*WHAT NEEDS TO BE DONE*.
Pictures should be excluded; otherwise, copy every entry exactly.

-- SOURCE MATERIAL follows --

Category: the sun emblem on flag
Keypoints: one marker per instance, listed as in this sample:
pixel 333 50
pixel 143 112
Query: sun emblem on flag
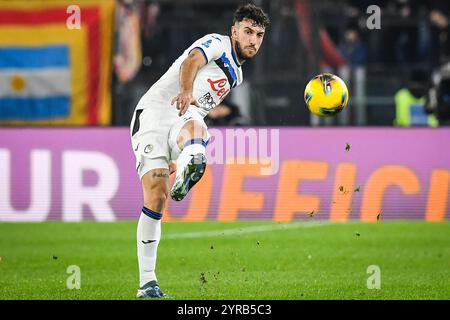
pixel 17 83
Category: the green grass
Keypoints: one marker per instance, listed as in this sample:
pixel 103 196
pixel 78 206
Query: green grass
pixel 323 261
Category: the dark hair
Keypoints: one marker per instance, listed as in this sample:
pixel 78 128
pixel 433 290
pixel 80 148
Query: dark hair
pixel 252 12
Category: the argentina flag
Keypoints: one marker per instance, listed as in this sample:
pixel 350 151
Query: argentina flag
pixel 35 82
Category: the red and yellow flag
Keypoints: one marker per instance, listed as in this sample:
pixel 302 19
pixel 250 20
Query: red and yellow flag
pixel 55 62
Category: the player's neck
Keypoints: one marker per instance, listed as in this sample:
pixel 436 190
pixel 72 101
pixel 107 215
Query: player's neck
pixel 235 52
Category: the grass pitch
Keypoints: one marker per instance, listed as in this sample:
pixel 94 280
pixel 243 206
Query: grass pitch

-- SOURCE MATERIAL concluded --

*EXERCISE RESULT*.
Category: the sun emblem on flag
Keypoints: one marker per instance, listed as in this sample:
pixel 333 50
pixel 143 112
Query: sun emblem on flag
pixel 17 83
Category: the green grass
Keypoints: one marker per instance, listed as in this sample:
pixel 103 196
pixel 78 206
Query: green grass
pixel 323 261
Category: the dark hair
Keypoints: one marker per instance, listed as in this sample:
pixel 78 128
pixel 433 290
pixel 80 148
Query: dark hair
pixel 252 12
Category: the argentina flag
Keypoints: one marker per instance, listed as in this sample:
pixel 350 151
Query: argentina flag
pixel 35 82
Category: the red and yellow flag
Keypoints: one marker per instance, listed as in this sample:
pixel 302 19
pixel 250 20
Query: red and yellow flag
pixel 55 62
Category: the player's neck
Keypoints: one marker per instance, listed as in this sample:
pixel 436 190
pixel 72 101
pixel 107 215
Query: player's neck
pixel 235 52
Category: the grass pitch
Keypoints: one marker per instance, listed as in this sample:
pixel 94 280
pixel 243 206
Query: grass pitch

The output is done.